**WHAT THE TASK REQUIRES**
From the data below, extract each line containing the string "thin". Matching is case-sensitive.

**Excerpts from a point labeling dataset**
___

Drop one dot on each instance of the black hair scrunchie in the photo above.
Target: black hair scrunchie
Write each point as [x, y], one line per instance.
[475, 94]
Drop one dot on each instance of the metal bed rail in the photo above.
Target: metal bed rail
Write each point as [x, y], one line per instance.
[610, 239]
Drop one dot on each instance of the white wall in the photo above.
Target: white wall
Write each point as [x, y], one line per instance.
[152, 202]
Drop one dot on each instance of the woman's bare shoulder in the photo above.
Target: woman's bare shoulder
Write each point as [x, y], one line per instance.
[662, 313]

___

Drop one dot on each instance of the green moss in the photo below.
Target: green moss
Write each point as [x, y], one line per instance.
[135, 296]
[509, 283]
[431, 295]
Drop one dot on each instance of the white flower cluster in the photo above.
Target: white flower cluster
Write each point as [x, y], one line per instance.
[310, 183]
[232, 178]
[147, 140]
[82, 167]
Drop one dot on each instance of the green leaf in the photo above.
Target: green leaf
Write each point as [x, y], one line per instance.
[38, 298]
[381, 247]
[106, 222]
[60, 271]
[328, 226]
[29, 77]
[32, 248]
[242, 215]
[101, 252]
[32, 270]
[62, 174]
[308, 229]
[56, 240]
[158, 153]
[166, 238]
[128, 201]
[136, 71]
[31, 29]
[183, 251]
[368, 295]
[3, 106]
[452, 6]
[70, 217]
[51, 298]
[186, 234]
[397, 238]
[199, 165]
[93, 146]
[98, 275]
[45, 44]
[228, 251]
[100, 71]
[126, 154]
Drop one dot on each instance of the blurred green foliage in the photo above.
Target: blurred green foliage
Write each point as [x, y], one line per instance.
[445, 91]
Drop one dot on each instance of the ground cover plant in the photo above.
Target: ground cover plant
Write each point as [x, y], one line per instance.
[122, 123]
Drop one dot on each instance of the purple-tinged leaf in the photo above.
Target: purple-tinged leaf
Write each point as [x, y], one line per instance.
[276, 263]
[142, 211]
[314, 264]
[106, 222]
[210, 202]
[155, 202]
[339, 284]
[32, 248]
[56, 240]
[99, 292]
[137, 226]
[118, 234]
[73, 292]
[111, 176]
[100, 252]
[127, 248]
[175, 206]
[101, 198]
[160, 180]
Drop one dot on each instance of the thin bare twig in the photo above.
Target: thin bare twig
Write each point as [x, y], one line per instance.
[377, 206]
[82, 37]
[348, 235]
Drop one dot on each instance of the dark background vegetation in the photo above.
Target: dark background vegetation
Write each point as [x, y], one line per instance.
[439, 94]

___

**EXPECTED ANSWER**
Drop one dot on each instance of the thin bare twig in the photo above.
Target: thin bare twig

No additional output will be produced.